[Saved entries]
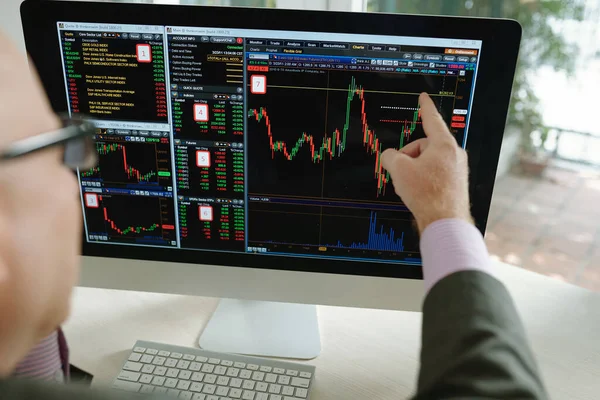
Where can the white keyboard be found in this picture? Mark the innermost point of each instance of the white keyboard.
(195, 374)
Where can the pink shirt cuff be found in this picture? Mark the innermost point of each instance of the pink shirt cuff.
(449, 246)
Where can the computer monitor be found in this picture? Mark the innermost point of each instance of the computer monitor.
(240, 150)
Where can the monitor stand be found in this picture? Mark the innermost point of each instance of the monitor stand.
(263, 328)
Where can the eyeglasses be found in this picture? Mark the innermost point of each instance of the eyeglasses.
(76, 136)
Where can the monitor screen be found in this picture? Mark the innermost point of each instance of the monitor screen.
(256, 141)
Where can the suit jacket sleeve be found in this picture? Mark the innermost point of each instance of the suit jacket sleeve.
(474, 344)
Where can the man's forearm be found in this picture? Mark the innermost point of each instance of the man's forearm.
(473, 342)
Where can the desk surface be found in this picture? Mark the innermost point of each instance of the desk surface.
(367, 354)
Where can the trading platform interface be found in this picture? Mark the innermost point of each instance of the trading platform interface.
(256, 141)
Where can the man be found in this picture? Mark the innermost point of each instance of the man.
(473, 342)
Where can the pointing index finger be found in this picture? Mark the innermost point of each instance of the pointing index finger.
(433, 124)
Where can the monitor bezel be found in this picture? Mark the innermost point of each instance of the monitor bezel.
(497, 64)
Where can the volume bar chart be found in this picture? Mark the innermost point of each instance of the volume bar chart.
(381, 241)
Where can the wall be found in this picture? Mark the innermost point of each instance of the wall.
(10, 21)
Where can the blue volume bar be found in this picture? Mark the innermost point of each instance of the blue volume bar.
(381, 241)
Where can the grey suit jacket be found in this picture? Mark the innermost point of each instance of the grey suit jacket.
(473, 347)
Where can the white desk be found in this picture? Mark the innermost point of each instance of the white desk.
(367, 354)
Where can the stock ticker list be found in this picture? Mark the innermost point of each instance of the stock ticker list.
(176, 170)
(116, 76)
(206, 89)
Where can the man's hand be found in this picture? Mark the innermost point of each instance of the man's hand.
(431, 174)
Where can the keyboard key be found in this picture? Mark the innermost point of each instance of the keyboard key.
(127, 386)
(223, 381)
(275, 389)
(171, 362)
(245, 374)
(129, 376)
(183, 385)
(248, 395)
(220, 370)
(185, 395)
(258, 376)
(158, 381)
(209, 389)
(132, 366)
(158, 360)
(185, 374)
(302, 393)
(236, 383)
(300, 382)
(171, 382)
(148, 369)
(197, 376)
(147, 389)
(147, 358)
(195, 366)
(196, 387)
(283, 380)
(207, 368)
(222, 391)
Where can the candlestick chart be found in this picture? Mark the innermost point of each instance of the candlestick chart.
(315, 143)
(123, 162)
(325, 139)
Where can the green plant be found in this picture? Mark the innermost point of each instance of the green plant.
(542, 44)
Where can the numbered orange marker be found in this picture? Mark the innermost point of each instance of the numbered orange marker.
(91, 200)
(144, 53)
(205, 213)
(203, 158)
(201, 112)
(258, 84)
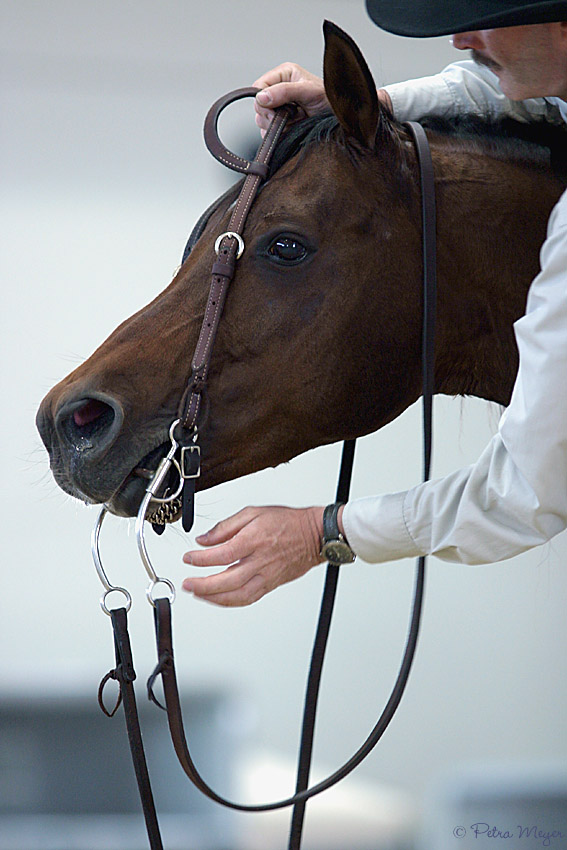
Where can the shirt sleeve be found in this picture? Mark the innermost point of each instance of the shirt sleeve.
(464, 88)
(515, 496)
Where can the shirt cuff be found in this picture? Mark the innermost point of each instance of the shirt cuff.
(414, 99)
(376, 530)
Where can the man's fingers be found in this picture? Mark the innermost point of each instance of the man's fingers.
(279, 74)
(231, 588)
(227, 528)
(230, 579)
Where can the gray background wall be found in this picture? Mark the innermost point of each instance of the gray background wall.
(103, 173)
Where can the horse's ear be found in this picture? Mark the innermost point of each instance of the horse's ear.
(349, 86)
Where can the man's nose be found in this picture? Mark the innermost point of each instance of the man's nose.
(468, 40)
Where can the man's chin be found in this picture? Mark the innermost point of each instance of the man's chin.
(485, 62)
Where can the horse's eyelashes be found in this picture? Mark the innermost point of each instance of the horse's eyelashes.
(287, 249)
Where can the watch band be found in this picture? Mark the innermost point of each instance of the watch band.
(335, 548)
(331, 530)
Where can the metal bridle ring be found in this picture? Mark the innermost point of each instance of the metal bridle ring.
(123, 590)
(234, 235)
(153, 584)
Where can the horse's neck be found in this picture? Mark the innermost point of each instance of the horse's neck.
(492, 218)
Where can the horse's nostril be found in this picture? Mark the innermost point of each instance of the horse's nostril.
(92, 410)
(89, 424)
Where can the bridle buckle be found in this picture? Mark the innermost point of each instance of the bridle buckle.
(234, 235)
(190, 461)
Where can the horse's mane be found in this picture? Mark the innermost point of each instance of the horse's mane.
(539, 144)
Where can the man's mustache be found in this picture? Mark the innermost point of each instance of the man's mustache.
(484, 60)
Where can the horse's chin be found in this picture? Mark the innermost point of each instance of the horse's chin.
(126, 500)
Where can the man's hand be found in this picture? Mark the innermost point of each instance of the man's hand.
(288, 83)
(262, 549)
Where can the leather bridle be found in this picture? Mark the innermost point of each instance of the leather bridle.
(184, 455)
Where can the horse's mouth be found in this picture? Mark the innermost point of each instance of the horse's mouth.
(126, 500)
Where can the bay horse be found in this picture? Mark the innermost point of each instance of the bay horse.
(320, 335)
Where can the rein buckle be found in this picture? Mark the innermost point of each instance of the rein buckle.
(190, 461)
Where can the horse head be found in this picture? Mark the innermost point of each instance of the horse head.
(320, 335)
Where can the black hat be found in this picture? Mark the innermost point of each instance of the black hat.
(423, 18)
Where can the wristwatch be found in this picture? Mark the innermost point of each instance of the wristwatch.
(335, 548)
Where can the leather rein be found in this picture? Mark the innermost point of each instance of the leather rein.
(184, 456)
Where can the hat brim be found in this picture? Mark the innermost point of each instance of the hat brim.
(425, 18)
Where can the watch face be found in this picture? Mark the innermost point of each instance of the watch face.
(337, 552)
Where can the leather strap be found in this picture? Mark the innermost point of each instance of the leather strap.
(125, 674)
(224, 266)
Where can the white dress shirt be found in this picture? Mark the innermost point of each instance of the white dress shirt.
(515, 496)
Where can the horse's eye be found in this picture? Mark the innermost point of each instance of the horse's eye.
(287, 249)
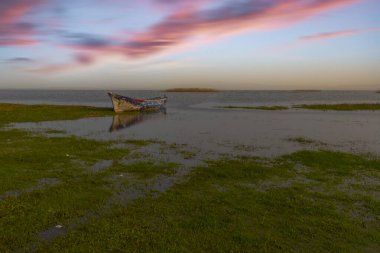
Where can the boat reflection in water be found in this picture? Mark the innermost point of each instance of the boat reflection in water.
(122, 121)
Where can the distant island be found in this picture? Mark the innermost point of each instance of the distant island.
(306, 90)
(191, 90)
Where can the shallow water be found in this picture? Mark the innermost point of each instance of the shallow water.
(194, 120)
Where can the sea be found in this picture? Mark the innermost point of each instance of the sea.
(199, 121)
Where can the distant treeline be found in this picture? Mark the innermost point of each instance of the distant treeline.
(191, 90)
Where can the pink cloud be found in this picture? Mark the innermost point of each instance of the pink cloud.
(13, 30)
(225, 20)
(313, 38)
(184, 24)
(329, 35)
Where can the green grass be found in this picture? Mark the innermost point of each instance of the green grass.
(340, 107)
(267, 108)
(244, 206)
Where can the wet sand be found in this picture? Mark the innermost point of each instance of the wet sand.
(235, 132)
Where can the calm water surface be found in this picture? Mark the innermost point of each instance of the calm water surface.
(194, 119)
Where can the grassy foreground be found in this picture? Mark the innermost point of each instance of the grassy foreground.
(309, 201)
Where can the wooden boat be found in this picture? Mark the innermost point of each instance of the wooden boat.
(123, 103)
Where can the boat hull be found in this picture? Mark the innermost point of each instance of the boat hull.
(124, 104)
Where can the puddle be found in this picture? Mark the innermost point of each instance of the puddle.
(102, 165)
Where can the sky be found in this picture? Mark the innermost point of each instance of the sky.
(159, 44)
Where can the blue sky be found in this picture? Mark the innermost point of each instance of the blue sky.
(157, 44)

**WORK INSTRUCTIONS**
Retype the records above exactly, pictures omitted.

**SOLUTION FOR THIS EXERCISE**
Where can the white keyboard be found in this picture? Mark the innermost point of each instance of the white keyboard.
(195, 374)
Where can the pink shirt cuff be found in this picture? Mark the innermost point of each instance of the pink shirt cuff.
(449, 246)
Where can the computer monitor be found in this picture? Mark the innermost point of each instance of the computer monitor.
(240, 150)
Where can the monitor stand be found in this picture? Mark the innermost point of each instance of the monitor stand.
(263, 328)
Where can the eyeglasses be found in this picture? Mark the innermost point of each instance of the eyeglasses.
(76, 136)
Where can the monitor screen be found in this picture? Mark the innermost point of each instance of the monitor screen.
(256, 141)
Where can the suit jacket sleeve be found in this picture? Mark the innermost point of each instance of the suit jacket sleeve.
(474, 344)
Where can the man's forearm be found in this picture? Mark the innermost point of each instance of the man's forearm.
(473, 342)
Where can the desk surface be found in this picture? Mark the innermost point of each instance of the desk surface.
(367, 354)
Where can the trading platform interface be found in this picture? Mark the innermost point of each instance of the trading platform interface.
(256, 141)
Where can the man be found in this picture? Mark the innermost point of each instance of the man.
(473, 342)
Where can the pointing index finger be found in this picture? Mark the innermost point of each instance of the pointing index finger.
(433, 124)
Where can the monitor bezel be found in this picture? Mark the innermost point of each instance of the monitor bezel.
(497, 64)
Where can the volume bar chart be found in this picture? Mark the innermost point of each instance of the volume bar chart.
(381, 241)
Where can the wall be found in this picture? Mark the innermost point of each instance of the wall.
(10, 21)
Where can the blue volume bar be found in this picture? Mark the innermost point of each instance of the blue volume bar.
(381, 241)
Where can the grey suit jacket be found in this picture? Mark the innermost point of each instance of the grey suit jacket.
(473, 347)
Where can the white desk be found in this picture? Mark the innermost point of each instance of the white desk.
(367, 354)
Where can the stock ticker list be found in this picture? Mark the innermost point of each instance of the stock ticker list.
(176, 170)
(116, 76)
(206, 89)
Where can the man's hand be found in this picture? Mark the innermost point of each instance of the man's hand.
(431, 174)
Where can the keyboard key be found in this picture? Mark the innermost point of each instance of the keyboard key.
(127, 386)
(223, 381)
(275, 389)
(171, 362)
(245, 374)
(129, 376)
(183, 385)
(248, 395)
(220, 370)
(185, 395)
(258, 376)
(158, 381)
(209, 389)
(132, 366)
(158, 360)
(185, 374)
(302, 393)
(236, 383)
(300, 382)
(171, 382)
(148, 369)
(197, 376)
(147, 389)
(147, 358)
(195, 366)
(196, 387)
(283, 380)
(207, 368)
(222, 391)
Where can the candlestick chart be found in this picture? Mark the innermost point of each instance of the candlestick chart.
(315, 143)
(123, 162)
(325, 139)
Where can the green plant be found in this picture? Mark the innermost point of each instance of the green plant.
(542, 44)
Where can the numbered orange marker be found in this picture? Mark the innermost point of each instance of the numbered orange marker.
(91, 200)
(144, 53)
(205, 213)
(203, 158)
(201, 112)
(258, 84)
Where can the shirt sleeve be found in this picture? Mark the innermost point of each instance of the shirt sleeve.
(464, 88)
(515, 496)
Where can the shirt cuff be found in this picture? Mark the innermost point of each instance of the shirt cuff.
(414, 99)
(376, 530)
Where can the man's fingers be found in this picture? Mark the innermost point of each instance of the man's fingers.
(279, 74)
(231, 588)
(227, 528)
(230, 579)
Where can the gray background wall be found in this picture? Mark the innermost point of each instance of the gray background wall.
(103, 173)
Where can the horse's ear be found in this picture? Mark the innermost point of each instance of the horse's ear.
(349, 86)
Where can the man's nose be found in this picture? Mark the innermost point of each instance of the man's nose.
(468, 40)
Where can the man's chin be found in this picture? Mark the innermost point of each instance of the man's chin.
(485, 62)
Where can the horse's eyelashes be found in this picture? Mark the innermost point of each instance of the horse's eyelashes.
(287, 249)
Where can the watch band be found in this picture? Mark the innermost point of each instance of the watch band.
(335, 548)
(331, 530)
Where can the metal bridle ring be found in this picture? Mark the innermost point of each instance of the metal bridle ring.
(123, 590)
(234, 235)
(153, 584)
Where can the horse's neck be found in this picture? Mark the innermost point of each instance of the horse's neck.
(492, 218)
Where can the horse's nostril be found in this picture? Mark the innermost point of each instance of the horse's nostril.
(92, 410)
(89, 424)
Where can the bridle buckle be found in this picture? Mark the innermost point of each instance of the bridle buckle.
(234, 235)
(190, 461)
Where can the horse's mane be found in this picture? Mark the innermost point of each instance of the horse's mane.
(539, 144)
Where can the man's mustache be found in this picture? Mark the innermost point of each instance of the man's mustache.
(484, 60)
Where can the horse's chin be found in this picture? Mark the innermost point of each instance of the horse's chin.
(126, 500)
Where can the man's hand be found in this picture? Mark the innermost point of each instance of the man's hand.
(288, 83)
(262, 549)
Where can the leather bridle be found in this picture? Mark the innermost point of each instance of the leather bridle.
(184, 455)
Where can the horse's mouth be found in this picture? Mark the innermost point of each instance of the horse's mouth.
(126, 500)
Where can the bay horse be found in this picture? Mark the innermost point of each instance of the bay horse.
(320, 335)
Where can the rein buckle be found in this picture? Mark the innermost point of each instance of the rein buckle.
(190, 461)
Where can the horse head be found in this picture? Mark the innermost point of each instance of the horse head.
(320, 335)
Where can the black hat be found in this picture? Mark the innermost point of each instance of the black hat.
(423, 18)
Where can the wristwatch be found in this picture? Mark the innermost point of each instance of the wristwatch.
(335, 548)
Where can the leather rein be found in this picture? Mark the innermost point of each instance of the leather rein.
(184, 456)
Where can the hat brim be found in this picture? Mark the innermost point of each instance of the hat brim.
(425, 18)
Where can the watch face be found in this picture? Mark the innermost point of each instance of the watch face.
(337, 552)
Where can the leather strap be found in this picture? Mark the innermost point of each instance of the leather strap.
(125, 674)
(224, 266)
Where can the white dress shirt be found in this picture? Mark the innermost point of each instance of the white dress shirt.
(515, 496)
Where can the horse's eye be found in this picture? Mark the innermost point of each instance of the horse's eye.
(287, 249)
Where can the boat reflection in water be found in this picture? Mark the innermost point of each instance of the boat reflection in water.
(122, 121)
Where can the distant island be found in this picture? Mark the innermost point of each instance of the distant island.
(306, 90)
(191, 90)
Where can the shallow water be found in this picture? Mark the innermost point of each instance of the shallow water.
(194, 120)
Where can the sea be found in this picture? Mark the innermost point of each instance of the sea.
(199, 121)
Where can the distant treeline be found in this picture? Mark the innermost point of each instance of the distant treeline.
(191, 90)
Where can the pink cloud be found in this picture? Mark the innermost point of each instance of the pink cloud.
(13, 30)
(225, 20)
(313, 38)
(184, 24)
(329, 35)
Where can the green grass be found in this picture? Mark the innermost point of each instance of the green grass.
(340, 107)
(267, 108)
(244, 206)
Where can the wet sand be found in this picture? Mark the innermost point of each instance of the wet sand.
(235, 132)
Where can the calm water surface be found in this picture? Mark the innermost point of each instance of the calm water surface.
(194, 119)
Where can the grassy foreground be found in this picture? Mark the innermost point of each instance of the grassy foreground.
(309, 201)
Where can the wooden boat be found in this picture? Mark the innermost point of each instance of the wooden boat.
(123, 103)
Where can the boat hull be found in this picture? Mark the innermost point of each instance of the boat hull.
(124, 104)
Where can the puddle be found in this picture? Mark the innermost point of each instance of the puddle.
(102, 165)
Where can the sky be found in this picture? Mark the innermost point of each instance of the sky.
(159, 44)
Where can the blue sky be found in this picture? Mark the innermost point of each instance of the blue sky.
(157, 44)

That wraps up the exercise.